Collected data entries
* BEGIN *
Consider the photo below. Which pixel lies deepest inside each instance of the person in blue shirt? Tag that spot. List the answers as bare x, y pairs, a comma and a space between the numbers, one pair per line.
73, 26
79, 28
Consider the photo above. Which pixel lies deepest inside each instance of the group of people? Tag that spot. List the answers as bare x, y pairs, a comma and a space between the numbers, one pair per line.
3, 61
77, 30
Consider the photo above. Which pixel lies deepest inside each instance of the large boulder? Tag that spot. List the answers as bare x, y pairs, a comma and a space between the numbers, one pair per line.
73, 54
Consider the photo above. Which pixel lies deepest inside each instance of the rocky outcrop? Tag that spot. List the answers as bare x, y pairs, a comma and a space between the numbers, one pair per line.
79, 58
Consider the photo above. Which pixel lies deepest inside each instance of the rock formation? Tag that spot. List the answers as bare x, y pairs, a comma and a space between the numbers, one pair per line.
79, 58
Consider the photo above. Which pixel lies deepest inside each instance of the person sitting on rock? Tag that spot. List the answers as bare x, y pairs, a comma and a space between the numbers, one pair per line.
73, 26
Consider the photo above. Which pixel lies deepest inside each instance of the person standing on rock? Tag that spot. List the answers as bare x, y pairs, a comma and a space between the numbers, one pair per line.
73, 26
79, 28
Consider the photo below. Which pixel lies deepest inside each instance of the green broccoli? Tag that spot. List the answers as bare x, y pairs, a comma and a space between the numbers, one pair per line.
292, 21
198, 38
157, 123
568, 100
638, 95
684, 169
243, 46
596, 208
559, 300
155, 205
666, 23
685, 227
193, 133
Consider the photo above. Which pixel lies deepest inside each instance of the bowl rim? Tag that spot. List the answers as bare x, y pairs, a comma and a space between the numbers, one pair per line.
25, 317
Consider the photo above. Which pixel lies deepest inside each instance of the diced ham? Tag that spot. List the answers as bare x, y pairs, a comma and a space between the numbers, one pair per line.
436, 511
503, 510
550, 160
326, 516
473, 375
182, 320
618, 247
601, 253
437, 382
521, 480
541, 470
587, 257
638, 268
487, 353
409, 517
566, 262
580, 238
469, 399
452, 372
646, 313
* END *
Recast the material from the line containing "of the diced" through the end of the material as a Markdown table with the columns "No." and "Entry," giving each line its row number and omitting blank lines.

▸ Problem solution
| No. | Entry |
|---|---|
| 1 | Consider the photo above. Which pixel lies deepest inside each instance of the diced ham? Tag that spot. List the answers as bare x, y pairs, a comma and a space between the numbers, one pair per line. |
| 2 | 436, 511 |
| 3 | 503, 510 |
| 4 | 550, 160 |
| 5 | 326, 516 |
| 6 | 473, 375 |
| 7 | 182, 320 |
| 8 | 618, 247 |
| 9 | 601, 253 |
| 10 | 437, 382 |
| 11 | 521, 480 |
| 12 | 541, 470 |
| 13 | 587, 257 |
| 14 | 638, 268 |
| 15 | 487, 353 |
| 16 | 409, 517 |
| 17 | 566, 262 |
| 18 | 580, 238 |
| 19 | 469, 399 |
| 20 | 452, 372 |
| 21 | 646, 313 |